[PROVIDED INFORMATION]

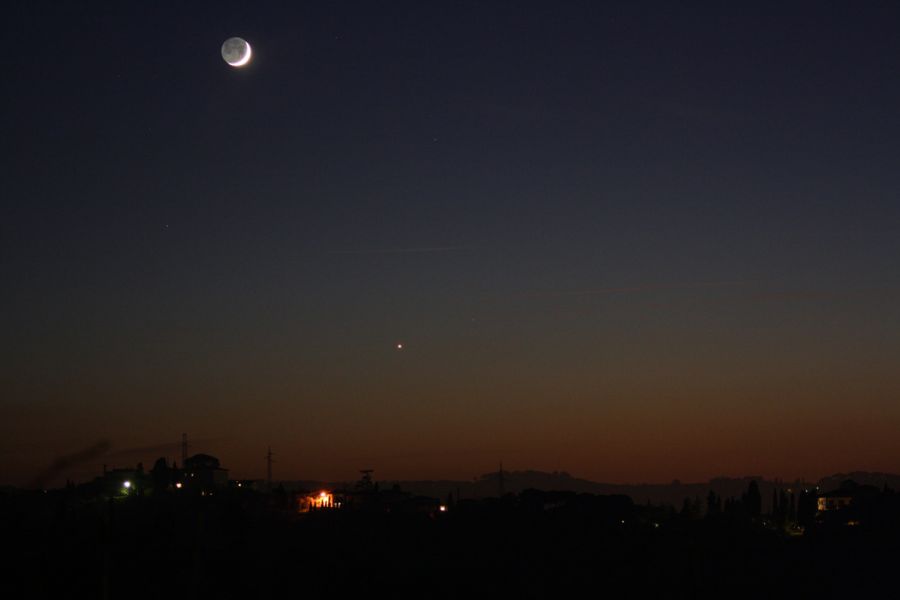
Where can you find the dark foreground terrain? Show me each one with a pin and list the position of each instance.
(242, 544)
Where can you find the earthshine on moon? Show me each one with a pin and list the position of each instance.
(236, 52)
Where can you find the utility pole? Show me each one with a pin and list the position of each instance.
(183, 449)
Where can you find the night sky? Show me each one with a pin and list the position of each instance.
(635, 241)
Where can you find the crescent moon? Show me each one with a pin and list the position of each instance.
(244, 60)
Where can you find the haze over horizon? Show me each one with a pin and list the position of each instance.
(633, 241)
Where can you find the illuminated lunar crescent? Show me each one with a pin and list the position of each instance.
(236, 52)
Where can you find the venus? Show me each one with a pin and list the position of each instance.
(236, 52)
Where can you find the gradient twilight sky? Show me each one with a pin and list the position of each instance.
(636, 241)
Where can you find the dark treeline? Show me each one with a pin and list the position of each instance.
(536, 544)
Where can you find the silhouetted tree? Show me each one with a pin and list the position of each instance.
(160, 475)
(713, 504)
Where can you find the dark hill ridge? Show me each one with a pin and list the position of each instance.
(674, 493)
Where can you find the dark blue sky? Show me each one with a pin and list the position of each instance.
(637, 240)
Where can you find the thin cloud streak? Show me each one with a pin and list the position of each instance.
(645, 288)
(416, 250)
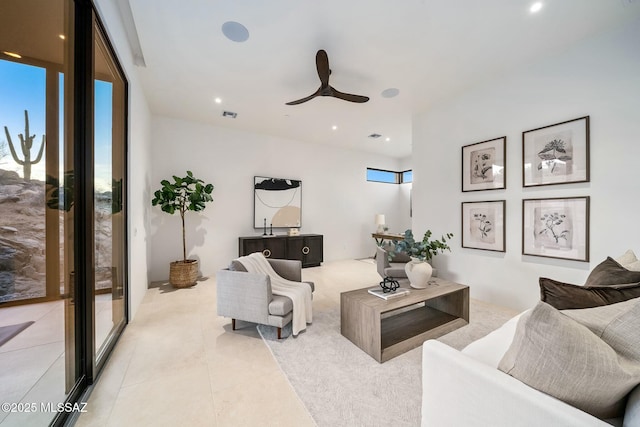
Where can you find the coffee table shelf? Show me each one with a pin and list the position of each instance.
(386, 329)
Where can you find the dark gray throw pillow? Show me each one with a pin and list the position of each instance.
(567, 296)
(610, 272)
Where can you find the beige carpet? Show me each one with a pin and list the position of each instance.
(342, 386)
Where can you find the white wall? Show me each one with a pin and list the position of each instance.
(337, 201)
(139, 140)
(599, 78)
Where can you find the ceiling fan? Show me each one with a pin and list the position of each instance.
(322, 65)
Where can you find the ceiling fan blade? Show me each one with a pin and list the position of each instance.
(348, 96)
(322, 65)
(308, 98)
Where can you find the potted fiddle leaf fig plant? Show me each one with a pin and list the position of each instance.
(421, 251)
(183, 194)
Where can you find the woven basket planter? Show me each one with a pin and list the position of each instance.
(183, 274)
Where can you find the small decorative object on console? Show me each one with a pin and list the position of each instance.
(388, 295)
(388, 284)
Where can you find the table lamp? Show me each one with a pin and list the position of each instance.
(380, 223)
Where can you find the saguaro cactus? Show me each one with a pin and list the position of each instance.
(26, 143)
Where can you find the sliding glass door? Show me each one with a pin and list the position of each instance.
(62, 206)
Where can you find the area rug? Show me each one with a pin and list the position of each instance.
(10, 331)
(341, 385)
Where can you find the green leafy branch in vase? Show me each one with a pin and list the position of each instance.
(550, 222)
(424, 249)
(553, 153)
(484, 225)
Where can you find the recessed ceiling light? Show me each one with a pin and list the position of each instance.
(11, 54)
(390, 93)
(535, 7)
(235, 31)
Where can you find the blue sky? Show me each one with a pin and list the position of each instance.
(22, 87)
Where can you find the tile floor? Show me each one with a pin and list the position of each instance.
(32, 364)
(178, 363)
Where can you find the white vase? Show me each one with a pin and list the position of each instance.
(419, 273)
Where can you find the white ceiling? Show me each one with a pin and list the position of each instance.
(430, 50)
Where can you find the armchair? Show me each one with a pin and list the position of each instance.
(395, 268)
(248, 296)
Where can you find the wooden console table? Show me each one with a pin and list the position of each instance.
(386, 329)
(381, 237)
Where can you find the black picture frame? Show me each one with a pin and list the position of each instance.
(556, 227)
(556, 154)
(484, 165)
(483, 225)
(277, 202)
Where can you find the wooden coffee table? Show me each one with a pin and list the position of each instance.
(386, 329)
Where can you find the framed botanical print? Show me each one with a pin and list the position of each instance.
(483, 225)
(556, 228)
(483, 165)
(556, 154)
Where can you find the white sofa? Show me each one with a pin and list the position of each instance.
(465, 389)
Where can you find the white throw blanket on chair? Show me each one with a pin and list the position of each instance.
(299, 293)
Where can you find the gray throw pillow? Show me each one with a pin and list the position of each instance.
(555, 354)
(610, 272)
(567, 296)
(236, 265)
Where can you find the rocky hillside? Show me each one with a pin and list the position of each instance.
(22, 238)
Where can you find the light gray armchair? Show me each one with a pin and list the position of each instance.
(393, 268)
(248, 297)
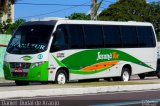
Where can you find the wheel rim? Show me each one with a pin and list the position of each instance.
(61, 79)
(125, 76)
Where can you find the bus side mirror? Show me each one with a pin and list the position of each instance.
(58, 31)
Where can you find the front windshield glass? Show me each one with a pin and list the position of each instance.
(30, 39)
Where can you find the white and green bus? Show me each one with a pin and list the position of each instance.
(66, 50)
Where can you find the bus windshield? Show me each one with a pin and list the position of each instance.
(30, 39)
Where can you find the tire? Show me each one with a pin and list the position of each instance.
(107, 79)
(158, 74)
(61, 77)
(125, 75)
(21, 83)
(141, 76)
(88, 80)
(116, 79)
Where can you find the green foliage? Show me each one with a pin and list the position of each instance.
(8, 27)
(78, 16)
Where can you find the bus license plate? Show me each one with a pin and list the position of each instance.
(18, 70)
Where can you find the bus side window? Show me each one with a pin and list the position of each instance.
(60, 39)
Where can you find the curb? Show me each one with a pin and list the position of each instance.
(76, 91)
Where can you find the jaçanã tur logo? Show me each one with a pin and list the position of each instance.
(26, 58)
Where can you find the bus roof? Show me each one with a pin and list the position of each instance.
(89, 22)
(105, 22)
(52, 22)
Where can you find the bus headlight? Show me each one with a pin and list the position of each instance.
(37, 64)
(6, 63)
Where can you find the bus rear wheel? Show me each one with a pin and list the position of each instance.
(141, 76)
(158, 74)
(21, 83)
(125, 75)
(61, 77)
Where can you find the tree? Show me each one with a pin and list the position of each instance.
(125, 10)
(78, 16)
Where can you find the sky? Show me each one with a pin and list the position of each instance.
(29, 12)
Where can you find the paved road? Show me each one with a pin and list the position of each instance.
(137, 98)
(10, 85)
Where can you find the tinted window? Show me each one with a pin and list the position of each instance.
(146, 37)
(129, 36)
(76, 36)
(93, 36)
(30, 39)
(112, 36)
(60, 40)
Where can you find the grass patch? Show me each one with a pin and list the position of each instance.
(104, 83)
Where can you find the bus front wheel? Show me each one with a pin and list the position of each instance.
(125, 75)
(141, 76)
(21, 83)
(61, 77)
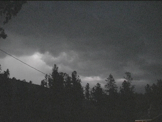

[GIVEN EXERCISE] Select and copy every line of the records that contains the word "wheel", matching case exactly.

[SOLVED EXERCISE]
Where can you find the wheel rim? Show me each one with a pin and list the position of each instance.
Where can you find the bus rear wheel? Show me each one with a pin and list the position of each instance.
Where can you find the bus front wheel? Show me each one with a pin and list the position of each instance.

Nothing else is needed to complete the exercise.